EXERCISE OBJECTIVE
Give back exactly the lines from the one containing "Objective — indicate every instance of the tall" through the end of the records, including both, and no others.

SUPPLIED RECORDS
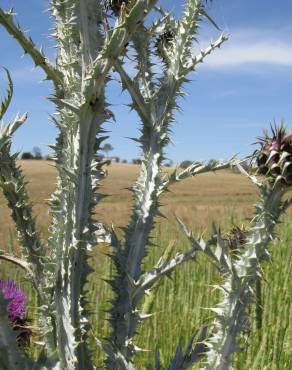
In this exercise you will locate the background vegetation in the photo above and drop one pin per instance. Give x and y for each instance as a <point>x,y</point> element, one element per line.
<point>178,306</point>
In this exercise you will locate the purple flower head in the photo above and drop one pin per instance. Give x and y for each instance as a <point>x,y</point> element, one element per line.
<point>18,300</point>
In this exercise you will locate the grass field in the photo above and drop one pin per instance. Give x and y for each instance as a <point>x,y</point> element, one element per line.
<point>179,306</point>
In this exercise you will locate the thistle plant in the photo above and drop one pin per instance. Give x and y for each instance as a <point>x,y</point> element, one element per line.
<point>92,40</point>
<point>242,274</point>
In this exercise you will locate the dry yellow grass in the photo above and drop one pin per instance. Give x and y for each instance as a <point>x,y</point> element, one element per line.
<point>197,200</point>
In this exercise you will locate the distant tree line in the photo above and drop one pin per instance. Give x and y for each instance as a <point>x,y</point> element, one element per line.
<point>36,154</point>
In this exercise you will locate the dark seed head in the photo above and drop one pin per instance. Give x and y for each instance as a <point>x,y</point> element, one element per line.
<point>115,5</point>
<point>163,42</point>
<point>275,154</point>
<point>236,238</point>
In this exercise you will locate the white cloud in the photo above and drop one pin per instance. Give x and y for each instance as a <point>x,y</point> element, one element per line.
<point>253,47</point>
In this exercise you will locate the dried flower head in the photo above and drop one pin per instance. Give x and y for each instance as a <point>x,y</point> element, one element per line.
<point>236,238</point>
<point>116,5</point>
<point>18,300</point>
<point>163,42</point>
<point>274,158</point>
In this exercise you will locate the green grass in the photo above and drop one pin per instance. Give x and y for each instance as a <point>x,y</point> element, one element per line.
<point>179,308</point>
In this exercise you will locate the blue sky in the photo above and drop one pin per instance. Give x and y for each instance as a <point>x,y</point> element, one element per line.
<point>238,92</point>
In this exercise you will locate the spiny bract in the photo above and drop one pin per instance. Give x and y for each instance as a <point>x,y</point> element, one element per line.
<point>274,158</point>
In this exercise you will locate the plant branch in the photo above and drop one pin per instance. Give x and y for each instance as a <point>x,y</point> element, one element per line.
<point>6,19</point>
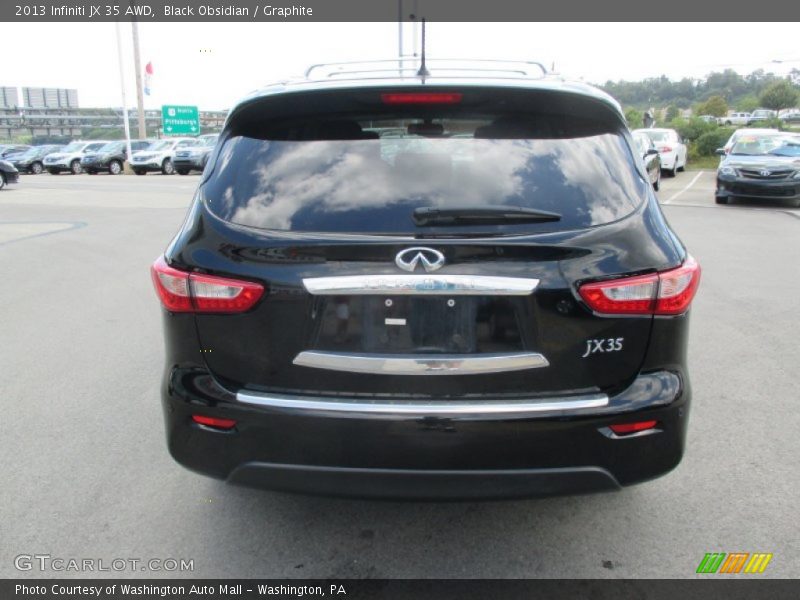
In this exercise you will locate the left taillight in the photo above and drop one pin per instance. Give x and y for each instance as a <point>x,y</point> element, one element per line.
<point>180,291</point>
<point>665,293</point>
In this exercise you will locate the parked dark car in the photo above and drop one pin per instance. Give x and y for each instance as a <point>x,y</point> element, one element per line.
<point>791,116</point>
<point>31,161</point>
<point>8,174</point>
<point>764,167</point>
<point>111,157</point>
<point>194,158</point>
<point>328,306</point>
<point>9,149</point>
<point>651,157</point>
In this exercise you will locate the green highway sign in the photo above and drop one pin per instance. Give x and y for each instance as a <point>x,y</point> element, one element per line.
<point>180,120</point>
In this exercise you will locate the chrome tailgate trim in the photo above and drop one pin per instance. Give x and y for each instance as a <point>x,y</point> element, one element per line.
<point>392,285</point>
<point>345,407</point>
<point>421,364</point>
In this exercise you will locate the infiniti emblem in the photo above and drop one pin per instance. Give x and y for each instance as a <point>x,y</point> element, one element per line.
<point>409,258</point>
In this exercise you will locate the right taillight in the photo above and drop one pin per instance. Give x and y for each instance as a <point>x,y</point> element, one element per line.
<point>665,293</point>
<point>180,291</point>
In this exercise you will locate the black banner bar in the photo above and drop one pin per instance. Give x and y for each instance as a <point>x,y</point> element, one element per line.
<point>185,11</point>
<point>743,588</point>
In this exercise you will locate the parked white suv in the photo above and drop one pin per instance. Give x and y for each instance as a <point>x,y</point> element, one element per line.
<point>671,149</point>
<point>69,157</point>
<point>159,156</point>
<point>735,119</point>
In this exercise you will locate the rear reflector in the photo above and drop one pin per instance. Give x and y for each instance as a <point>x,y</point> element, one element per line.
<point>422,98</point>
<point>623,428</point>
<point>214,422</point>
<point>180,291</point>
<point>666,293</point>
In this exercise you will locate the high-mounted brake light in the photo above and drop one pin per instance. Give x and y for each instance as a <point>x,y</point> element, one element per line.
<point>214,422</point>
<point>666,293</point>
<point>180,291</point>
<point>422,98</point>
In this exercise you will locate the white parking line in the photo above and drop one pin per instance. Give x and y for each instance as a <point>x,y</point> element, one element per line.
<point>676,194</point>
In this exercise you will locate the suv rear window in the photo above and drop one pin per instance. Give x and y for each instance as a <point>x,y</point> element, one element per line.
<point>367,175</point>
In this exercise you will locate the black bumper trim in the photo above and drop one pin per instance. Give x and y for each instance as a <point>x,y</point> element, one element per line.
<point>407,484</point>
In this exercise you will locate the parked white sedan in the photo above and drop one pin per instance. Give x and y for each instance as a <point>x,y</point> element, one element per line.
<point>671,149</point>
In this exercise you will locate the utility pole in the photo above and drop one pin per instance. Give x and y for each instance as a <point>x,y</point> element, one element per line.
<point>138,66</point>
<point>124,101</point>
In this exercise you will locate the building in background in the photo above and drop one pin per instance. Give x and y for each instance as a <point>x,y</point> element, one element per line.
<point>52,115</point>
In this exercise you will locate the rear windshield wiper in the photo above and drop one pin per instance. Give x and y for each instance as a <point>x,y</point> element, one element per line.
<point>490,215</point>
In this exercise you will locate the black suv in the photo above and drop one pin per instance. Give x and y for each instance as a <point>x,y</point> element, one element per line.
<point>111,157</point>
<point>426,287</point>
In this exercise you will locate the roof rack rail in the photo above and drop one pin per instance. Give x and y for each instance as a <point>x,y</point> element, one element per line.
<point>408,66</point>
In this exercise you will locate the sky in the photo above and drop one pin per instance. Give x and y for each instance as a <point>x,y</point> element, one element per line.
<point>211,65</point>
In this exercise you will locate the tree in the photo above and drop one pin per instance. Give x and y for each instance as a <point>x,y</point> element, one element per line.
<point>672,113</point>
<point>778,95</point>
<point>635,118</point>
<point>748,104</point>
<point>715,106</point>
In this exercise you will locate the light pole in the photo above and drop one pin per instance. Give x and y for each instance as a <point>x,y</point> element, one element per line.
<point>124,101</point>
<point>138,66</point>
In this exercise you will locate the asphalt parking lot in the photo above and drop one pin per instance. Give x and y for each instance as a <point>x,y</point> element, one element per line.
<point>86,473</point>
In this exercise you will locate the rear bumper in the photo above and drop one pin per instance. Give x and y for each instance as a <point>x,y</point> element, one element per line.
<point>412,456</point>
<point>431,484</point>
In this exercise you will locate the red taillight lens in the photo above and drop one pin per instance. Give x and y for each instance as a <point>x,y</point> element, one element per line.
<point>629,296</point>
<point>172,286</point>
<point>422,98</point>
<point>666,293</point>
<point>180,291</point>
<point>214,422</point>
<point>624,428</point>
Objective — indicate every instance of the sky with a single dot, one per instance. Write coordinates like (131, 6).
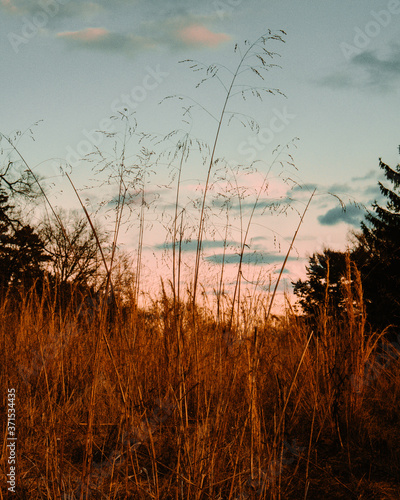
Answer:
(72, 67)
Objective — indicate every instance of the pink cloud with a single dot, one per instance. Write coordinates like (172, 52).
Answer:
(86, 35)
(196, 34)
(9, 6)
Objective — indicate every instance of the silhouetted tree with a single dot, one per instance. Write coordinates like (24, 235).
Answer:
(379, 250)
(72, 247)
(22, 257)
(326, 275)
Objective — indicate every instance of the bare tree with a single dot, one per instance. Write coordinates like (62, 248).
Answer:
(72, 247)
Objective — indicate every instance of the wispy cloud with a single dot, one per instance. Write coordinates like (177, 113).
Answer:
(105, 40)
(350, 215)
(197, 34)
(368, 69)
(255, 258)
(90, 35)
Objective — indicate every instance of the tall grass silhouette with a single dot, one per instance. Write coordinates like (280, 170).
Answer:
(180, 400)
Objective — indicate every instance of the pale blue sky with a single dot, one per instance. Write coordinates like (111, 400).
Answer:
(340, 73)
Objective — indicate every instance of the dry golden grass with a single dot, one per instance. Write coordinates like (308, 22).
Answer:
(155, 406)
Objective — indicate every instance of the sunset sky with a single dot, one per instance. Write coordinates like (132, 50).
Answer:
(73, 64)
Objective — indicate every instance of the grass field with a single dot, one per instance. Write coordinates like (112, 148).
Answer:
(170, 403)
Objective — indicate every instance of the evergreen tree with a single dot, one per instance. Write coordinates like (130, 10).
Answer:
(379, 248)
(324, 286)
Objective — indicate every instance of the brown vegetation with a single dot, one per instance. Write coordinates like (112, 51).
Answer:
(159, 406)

REPLY TO THE TASK
Objective — indicate every instance of the tall grass silhouette with a single dot, one per instance. Write coordinates like (280, 170).
Answer:
(180, 400)
Objective — indicate every instance of the pale blue sky with a single dot, one per instance. Write coordinates like (111, 400).
Answer:
(340, 73)
Objective — indicate every instance of the dry golden grass with a single dot, one per instance. Write coordinates like (308, 22).
Answer:
(155, 406)
Objective — indicate every instance of the sunset sky with a single dot, one per instance. Write coordinates like (132, 50).
Answer:
(73, 64)
Objective — indicate every instance of the grass field with a single dot, one per instance. Write coordinates like (112, 148).
Answer:
(170, 403)
Objective — indicate every instance of the evergreen tree with a single dot, one per instance. Write coordinates like (130, 10).
Answer:
(379, 248)
(324, 286)
Objective — indicate every instance of the brown vegetation with a single dot, one per instance. Write coordinates like (112, 51).
Answer:
(159, 406)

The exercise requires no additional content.